▶ **Assignment**
An exact repetition of the data below, without images, is the expected answer.

[Photo-based referring expression data]
>>>>

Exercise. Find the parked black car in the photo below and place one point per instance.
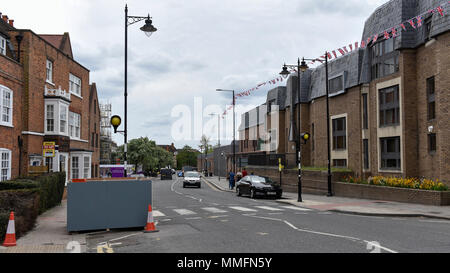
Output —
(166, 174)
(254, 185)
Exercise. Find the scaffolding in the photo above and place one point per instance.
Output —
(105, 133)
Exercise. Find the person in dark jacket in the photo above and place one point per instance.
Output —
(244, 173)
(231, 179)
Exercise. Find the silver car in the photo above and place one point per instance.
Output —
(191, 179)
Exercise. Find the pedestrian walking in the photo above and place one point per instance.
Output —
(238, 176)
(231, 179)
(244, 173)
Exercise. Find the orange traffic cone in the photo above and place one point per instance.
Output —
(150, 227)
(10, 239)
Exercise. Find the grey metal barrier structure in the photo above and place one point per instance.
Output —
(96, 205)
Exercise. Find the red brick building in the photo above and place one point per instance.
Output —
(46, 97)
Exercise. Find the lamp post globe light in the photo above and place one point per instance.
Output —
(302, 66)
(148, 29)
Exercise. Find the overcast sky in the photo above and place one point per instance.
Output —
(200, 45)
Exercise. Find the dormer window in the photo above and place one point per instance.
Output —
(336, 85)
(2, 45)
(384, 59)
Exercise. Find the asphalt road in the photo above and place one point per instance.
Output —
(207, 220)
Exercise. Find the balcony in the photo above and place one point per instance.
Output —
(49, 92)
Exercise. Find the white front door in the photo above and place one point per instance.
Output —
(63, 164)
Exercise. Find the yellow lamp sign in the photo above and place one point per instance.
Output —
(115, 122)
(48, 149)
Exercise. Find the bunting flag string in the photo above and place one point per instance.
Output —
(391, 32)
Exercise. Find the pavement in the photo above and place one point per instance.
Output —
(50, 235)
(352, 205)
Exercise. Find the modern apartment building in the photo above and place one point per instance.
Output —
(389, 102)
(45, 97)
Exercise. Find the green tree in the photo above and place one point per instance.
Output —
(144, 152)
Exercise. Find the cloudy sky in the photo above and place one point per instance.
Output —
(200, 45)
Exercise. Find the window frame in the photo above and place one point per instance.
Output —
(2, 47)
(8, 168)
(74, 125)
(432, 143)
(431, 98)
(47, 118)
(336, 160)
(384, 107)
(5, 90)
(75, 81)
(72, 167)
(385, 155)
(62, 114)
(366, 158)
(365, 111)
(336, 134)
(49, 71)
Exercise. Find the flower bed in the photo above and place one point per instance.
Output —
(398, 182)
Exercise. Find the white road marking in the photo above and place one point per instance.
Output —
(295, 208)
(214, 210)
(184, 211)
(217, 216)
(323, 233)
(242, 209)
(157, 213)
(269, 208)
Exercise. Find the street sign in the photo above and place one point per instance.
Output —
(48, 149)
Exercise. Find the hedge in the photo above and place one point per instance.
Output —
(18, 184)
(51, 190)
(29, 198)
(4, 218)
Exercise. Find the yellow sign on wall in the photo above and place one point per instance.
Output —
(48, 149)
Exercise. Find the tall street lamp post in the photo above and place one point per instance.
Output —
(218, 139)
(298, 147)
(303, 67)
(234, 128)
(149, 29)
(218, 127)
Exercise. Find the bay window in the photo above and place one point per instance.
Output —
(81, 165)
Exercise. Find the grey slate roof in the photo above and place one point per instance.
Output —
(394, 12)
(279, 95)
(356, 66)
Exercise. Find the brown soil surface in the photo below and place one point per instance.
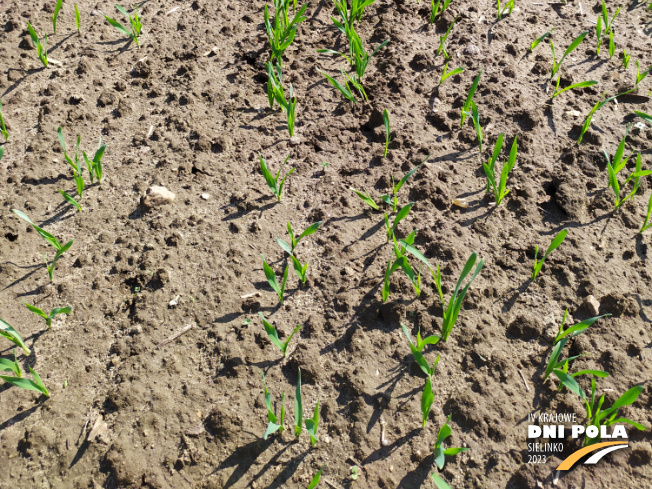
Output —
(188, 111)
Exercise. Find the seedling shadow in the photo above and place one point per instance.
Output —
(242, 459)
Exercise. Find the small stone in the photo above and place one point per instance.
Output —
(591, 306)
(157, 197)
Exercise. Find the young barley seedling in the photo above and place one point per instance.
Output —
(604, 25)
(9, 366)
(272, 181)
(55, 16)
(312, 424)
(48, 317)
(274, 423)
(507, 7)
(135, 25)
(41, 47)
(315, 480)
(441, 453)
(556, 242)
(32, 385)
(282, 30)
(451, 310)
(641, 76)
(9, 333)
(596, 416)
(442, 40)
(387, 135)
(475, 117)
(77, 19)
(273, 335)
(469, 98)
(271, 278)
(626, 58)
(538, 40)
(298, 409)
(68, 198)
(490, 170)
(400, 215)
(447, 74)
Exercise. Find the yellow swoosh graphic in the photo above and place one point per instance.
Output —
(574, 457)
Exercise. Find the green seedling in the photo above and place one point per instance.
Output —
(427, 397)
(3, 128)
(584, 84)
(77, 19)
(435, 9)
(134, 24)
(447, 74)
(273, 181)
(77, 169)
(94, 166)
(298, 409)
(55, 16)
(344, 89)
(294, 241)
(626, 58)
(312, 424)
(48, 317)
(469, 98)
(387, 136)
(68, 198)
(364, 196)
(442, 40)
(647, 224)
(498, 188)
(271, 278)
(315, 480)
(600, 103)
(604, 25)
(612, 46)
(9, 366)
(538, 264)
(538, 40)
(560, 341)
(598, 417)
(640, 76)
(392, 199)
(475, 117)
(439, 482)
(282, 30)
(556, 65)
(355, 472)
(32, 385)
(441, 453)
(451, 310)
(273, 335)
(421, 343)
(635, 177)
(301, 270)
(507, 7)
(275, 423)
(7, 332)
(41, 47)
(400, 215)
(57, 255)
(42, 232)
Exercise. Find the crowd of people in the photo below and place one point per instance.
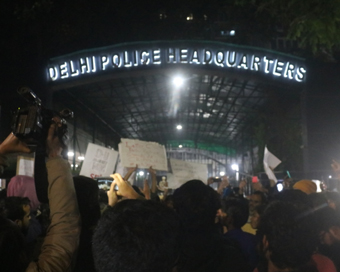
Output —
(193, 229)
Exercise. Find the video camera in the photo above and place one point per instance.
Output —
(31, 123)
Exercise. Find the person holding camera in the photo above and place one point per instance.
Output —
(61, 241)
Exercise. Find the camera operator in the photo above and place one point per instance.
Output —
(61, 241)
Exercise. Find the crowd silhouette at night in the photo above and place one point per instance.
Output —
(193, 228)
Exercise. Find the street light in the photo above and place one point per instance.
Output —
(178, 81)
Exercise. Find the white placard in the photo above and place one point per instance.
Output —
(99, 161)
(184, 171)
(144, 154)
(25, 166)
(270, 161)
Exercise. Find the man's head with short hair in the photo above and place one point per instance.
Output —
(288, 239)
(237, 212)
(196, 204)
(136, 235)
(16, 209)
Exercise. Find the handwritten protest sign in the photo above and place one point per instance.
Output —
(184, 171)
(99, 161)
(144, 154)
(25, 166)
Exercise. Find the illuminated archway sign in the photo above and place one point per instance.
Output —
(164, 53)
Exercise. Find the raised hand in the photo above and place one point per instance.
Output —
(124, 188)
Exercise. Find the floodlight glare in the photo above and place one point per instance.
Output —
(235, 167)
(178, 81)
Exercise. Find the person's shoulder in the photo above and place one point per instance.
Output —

<<<<

▶ **Answer box**
Exercise. Find the parked black car in the photo below and place one point per instance.
Output —
(166, 174)
(254, 185)
Exercise. Find the scaffolding in the photo above and place one point per instance.
Output —
(105, 133)
Exercise. Find the person in dark jacket in the photo above and place one point per instance.
Output —
(244, 173)
(231, 179)
Exercise. Find the silver car in the photo above and place one point per instance.
Output —
(191, 179)
Exercise. Find the pedestrian walking in the photo above and place one point per instance.
Output —
(238, 176)
(231, 179)
(244, 173)
Exercise. Find the orange traffic cone in the photo above and place one point per instance.
Output —
(150, 227)
(10, 239)
Exercise. Find the grey metal barrier structure in the photo above and place one point per instance.
Output —
(96, 205)
Exercise. Find the red brick building in the photo above and place one point per instance.
Output —
(46, 97)
Exercise. Find the lamp post globe light in the photo above and place one point per instance.
Output —
(302, 66)
(148, 29)
Exercise. Find the overcast sky in the photo above and place one point per instance.
Output —
(200, 45)
Exercise. Find the dormer window in the photo above and place one point per instance.
Output —
(336, 85)
(2, 45)
(384, 59)
Exercise. Find the asphalt road in the photo above and place one point per instance.
Output —
(207, 220)
Exercise. Find the balcony in the photo above and place one point per instance.
Output —
(49, 92)
Exercise. Find the white front door in the photo above and place one point per instance.
Output —
(63, 164)
Exercise. Find the yellow lamp sign in the photo above and place one point per instance.
Output —
(115, 122)
(48, 149)
Exercise. Find the bunting flag string in the photo above and place one point per instance.
Output —
(391, 32)
Exercise. Find the pavement in the photo above and place one point per instance.
Output —
(50, 235)
(352, 205)
Exercise. Find the modern apartment building in the photo above and place one point per instance.
Output —
(389, 102)
(45, 97)
Exercise. Find the green tree in the photo above and place one point per instance.
Output —
(144, 152)
Exercise. Find the cloudy sky in the photo above and place one point per instance.
Output —
(200, 45)
Exercise. Find the window frame in the photo above and place one point per instance.
Output —
(2, 47)
(8, 168)
(74, 125)
(432, 143)
(431, 98)
(47, 118)
(336, 160)
(384, 107)
(5, 90)
(75, 81)
(72, 167)
(385, 155)
(62, 114)
(366, 158)
(365, 111)
(336, 134)
(49, 71)
Exercise. Find the flower bed in the photo above and place one point per instance.
Output —
(398, 182)
Exercise. Find the white road marking in the photo above and place one point per instance.
Output —
(295, 208)
(214, 210)
(184, 211)
(217, 216)
(323, 233)
(242, 209)
(157, 213)
(269, 208)
Exercise. Find the street sign in the photo above and place one point per instance.
Output —
(48, 149)
Exercise. Find the hedge in the photo above and place one point per instance.
Output —
(18, 184)
(51, 190)
(29, 198)
(4, 218)
Exercise. Find the yellow sign on wall in the photo above and place one point per instance.
Output —
(48, 149)
Exercise. Find the tall street lamp post in the photo above and place one point per instance.
Output —
(218, 139)
(298, 147)
(303, 67)
(234, 128)
(149, 29)
(218, 127)
Exercise. Find the bay window in the photo above and place one point per instance.
Output —
(81, 165)
Exercise. Find the grey slate roof in the photo above and place one point per instance.
Output —
(394, 12)
(279, 95)
(356, 66)
Exercise. Find the brown soil surface in the photo below and place one point per instance.
Output —
(188, 111)
Exercise. Find the seedling shadow in the photo above and place one point per instance.
Output —
(242, 459)
Exercise. Find the small stone in the photo above and place one point per instance.
Output —
(591, 306)
(157, 197)
Exercise. Find the young barley seedling in the photo above and place one point per instance.
Output —
(604, 25)
(9, 366)
(272, 181)
(55, 16)
(312, 424)
(48, 317)
(274, 423)
(507, 7)
(135, 25)
(41, 47)
(315, 480)
(441, 453)
(556, 242)
(32, 385)
(282, 30)
(451, 310)
(641, 76)
(9, 333)
(596, 416)
(442, 40)
(387, 135)
(475, 117)
(77, 19)
(273, 335)
(469, 98)
(271, 278)
(626, 58)
(538, 40)
(298, 409)
(68, 198)
(490, 170)
(400, 215)
(447, 74)
Exercise. Find the yellow swoosh graphic in the photo above and place one point per instance.
Output —
(574, 457)
Exercise. Find the green seedling in the photo above and place one point per instance.
Output —
(427, 397)
(3, 128)
(584, 84)
(77, 19)
(435, 9)
(134, 24)
(447, 74)
(273, 181)
(77, 169)
(94, 166)
(298, 409)
(55, 16)
(344, 89)
(294, 241)
(626, 58)
(312, 424)
(48, 317)
(469, 98)
(387, 136)
(68, 198)
(364, 196)
(442, 40)
(647, 224)
(498, 188)
(271, 278)
(315, 480)
(600, 103)
(604, 25)
(612, 46)
(9, 366)
(538, 264)
(538, 40)
(560, 341)
(598, 417)
(640, 76)
(392, 199)
(475, 117)
(439, 482)
(282, 30)
(556, 65)
(355, 472)
(32, 385)
(441, 453)
(451, 310)
(273, 335)
(421, 343)
(635, 177)
(301, 270)
(507, 7)
(275, 423)
(7, 332)
(41, 47)
(400, 215)
(57, 255)
(42, 232)
Exercise. Find the crowd of people in the photo below and place one point per instance.
Output —
(193, 229)
Exercise. Find the video camera in the photo above and place one point per instance.
Output —
(31, 123)
Exercise. Find the person holding camera in the photo above and place one point per instance.
Output —
(61, 241)
Exercise. Find the camera operator in the photo above and place one point per instance.
Output —
(61, 241)
Exercise. Find the crowd silhouette at night in the photo above and place one point per instance.
Output —
(193, 228)
Exercise. Find the street light in the photo above and place one point per instance.
Output —
(178, 81)
Exercise. Find the white placard in the photo above and place one point per instance.
Output —
(99, 161)
(184, 171)
(144, 154)
(25, 166)
(270, 161)
Exercise. Find the man's head with short hair in the photo above and place one point per instance.
Output —
(288, 239)
(237, 212)
(196, 204)
(136, 235)
(16, 209)
Exercise. Find the handwritten protest sign in the photo above and place one point per instance.
Output —
(184, 171)
(99, 161)
(144, 154)
(25, 166)
Exercise. Find the illuminated archway sign in the photo above and place one point per instance.
Output —
(164, 53)
Exercise. Find the raised hand in the photo above and place one point per instance.
Output —
(124, 188)
Exercise. Find the floodlight glare in the photo above and place one point per instance.
Output —
(235, 167)
(178, 81)
Exercise. Find the person's shoulder in the photo above and place one point per instance.
Output —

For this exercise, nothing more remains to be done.